Written task
Copy every line of the records, starting at the beginning and ending at the line that contains "(1046, 605)". In each answer, shift every coordinate up by 15.

>> Start Information given

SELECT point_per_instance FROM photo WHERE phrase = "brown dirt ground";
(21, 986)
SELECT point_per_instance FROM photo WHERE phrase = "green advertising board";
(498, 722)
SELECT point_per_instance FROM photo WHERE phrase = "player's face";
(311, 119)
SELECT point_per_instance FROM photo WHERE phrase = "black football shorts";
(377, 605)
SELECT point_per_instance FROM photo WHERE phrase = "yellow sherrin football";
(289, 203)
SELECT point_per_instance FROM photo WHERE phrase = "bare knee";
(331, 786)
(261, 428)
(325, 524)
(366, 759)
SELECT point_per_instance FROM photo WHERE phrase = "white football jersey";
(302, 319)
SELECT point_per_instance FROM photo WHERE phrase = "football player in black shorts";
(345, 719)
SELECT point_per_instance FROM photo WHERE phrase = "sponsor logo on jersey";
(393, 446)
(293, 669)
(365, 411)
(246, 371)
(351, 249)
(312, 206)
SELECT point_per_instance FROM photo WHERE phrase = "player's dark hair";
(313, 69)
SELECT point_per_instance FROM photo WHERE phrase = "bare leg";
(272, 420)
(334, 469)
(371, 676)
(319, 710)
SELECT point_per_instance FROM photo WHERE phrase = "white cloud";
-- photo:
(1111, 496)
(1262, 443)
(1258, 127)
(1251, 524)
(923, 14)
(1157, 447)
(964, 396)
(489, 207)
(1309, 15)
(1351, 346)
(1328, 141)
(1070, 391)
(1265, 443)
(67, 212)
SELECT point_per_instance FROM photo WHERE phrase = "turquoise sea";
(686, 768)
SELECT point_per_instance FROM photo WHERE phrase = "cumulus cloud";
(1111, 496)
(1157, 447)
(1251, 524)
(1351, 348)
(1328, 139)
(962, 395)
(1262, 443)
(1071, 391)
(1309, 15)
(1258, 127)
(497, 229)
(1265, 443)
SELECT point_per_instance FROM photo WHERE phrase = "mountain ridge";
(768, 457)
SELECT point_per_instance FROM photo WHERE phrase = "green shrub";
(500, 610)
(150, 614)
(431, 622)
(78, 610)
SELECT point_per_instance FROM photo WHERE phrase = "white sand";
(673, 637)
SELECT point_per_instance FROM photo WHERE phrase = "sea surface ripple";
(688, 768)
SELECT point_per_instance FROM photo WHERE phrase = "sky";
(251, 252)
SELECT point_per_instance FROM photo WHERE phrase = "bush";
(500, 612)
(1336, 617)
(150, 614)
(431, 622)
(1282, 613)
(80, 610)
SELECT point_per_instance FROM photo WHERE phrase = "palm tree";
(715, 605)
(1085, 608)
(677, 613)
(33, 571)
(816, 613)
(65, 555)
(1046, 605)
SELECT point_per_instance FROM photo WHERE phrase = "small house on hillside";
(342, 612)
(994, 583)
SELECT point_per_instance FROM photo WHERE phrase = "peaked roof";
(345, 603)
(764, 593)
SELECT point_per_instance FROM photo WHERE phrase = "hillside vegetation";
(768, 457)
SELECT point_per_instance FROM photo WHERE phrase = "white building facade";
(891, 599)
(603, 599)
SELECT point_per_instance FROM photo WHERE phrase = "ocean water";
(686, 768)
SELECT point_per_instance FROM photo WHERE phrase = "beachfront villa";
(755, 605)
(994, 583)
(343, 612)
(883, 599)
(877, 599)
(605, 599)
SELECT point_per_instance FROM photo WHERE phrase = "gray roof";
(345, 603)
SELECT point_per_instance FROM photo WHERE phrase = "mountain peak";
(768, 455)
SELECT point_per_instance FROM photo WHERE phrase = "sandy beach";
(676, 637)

>> End Information given

Answer to the problem
SELECT point_per_instance FROM photo WHERE phrase = "brown dirt ground";
(36, 1001)
SELECT point_per_instance FROM photo WHERE phrase = "green advertising board";
(513, 737)
SELECT point_per_instance FROM photo WHERE phrase = "player's face";
(326, 134)
SELECT point_per_instance FROM photo WHERE phrase = "black football shorts";
(392, 620)
SELECT point_per_instance FROM photo WHERE phrase = "yellow sherrin football";
(304, 218)
SELECT point_per_instance FROM photo WHERE phrase = "bare knee";
(346, 801)
(276, 443)
(340, 539)
(381, 774)
SELECT point_per_instance FROM photo WHERE phrase = "white football jersey";
(317, 334)
SELECT point_per_instance FROM photo WHERE phrase = "football player in black shorts";
(360, 734)
SELECT point_per_instance FROM photo WHERE phrase = "sponsor logo on jersey";
(408, 461)
(308, 684)
(380, 426)
(261, 386)
(366, 264)
(327, 221)
SELECT point_per_instance FROM photo WHERE phrase = "player's dark hair";
(328, 84)
SELECT point_per_instance FROM photo WHERE phrase = "bare leg";
(287, 435)
(349, 484)
(386, 691)
(334, 725)
SELECT point_per_instance FROM photo WHERE phrase = "white cloud";
-- photo:
(1126, 511)
(1277, 458)
(1273, 142)
(1266, 539)
(938, 29)
(1172, 462)
(979, 411)
(504, 222)
(1324, 30)
(1366, 361)
(1343, 156)
(1085, 406)
(1280, 458)
(82, 227)
SELECT point_per_instance FROM photo WHERE phrase = "turquoise sea";
(701, 783)
SELECT point_per_instance FROM photo WHERE phrase = "cumulus cloud";
(1126, 511)
(1172, 462)
(1266, 539)
(1366, 363)
(1343, 154)
(977, 410)
(1277, 458)
(1086, 406)
(1324, 30)
(1273, 142)
(512, 244)
(1280, 458)
SELECT point_per_instance FROM photo WHERE phrase = "mountain ridge";
(783, 472)
SELECT point_per_instance FROM photo WHERE phrase = "green shrub";
(515, 625)
(165, 629)
(446, 637)
(93, 625)
SELECT point_per_instance FROM photo WHERE phrase = "white sand";
(688, 652)
SELECT point_per_instance FROM photo WHERE phrase = "sea surface ripple";
(703, 783)
SELECT point_per_instance FROM photo WHERE phrase = "sky";
(266, 267)
SELECT point_per_instance FROM photo WHERE phrase = "bush";
(515, 627)
(1351, 632)
(165, 629)
(446, 637)
(1297, 628)
(95, 625)
SELECT point_per_instance FROM photo WHERE phrase = "palm tree";
(730, 620)
(1100, 623)
(692, 628)
(48, 586)
(831, 628)
(80, 570)
(1061, 620)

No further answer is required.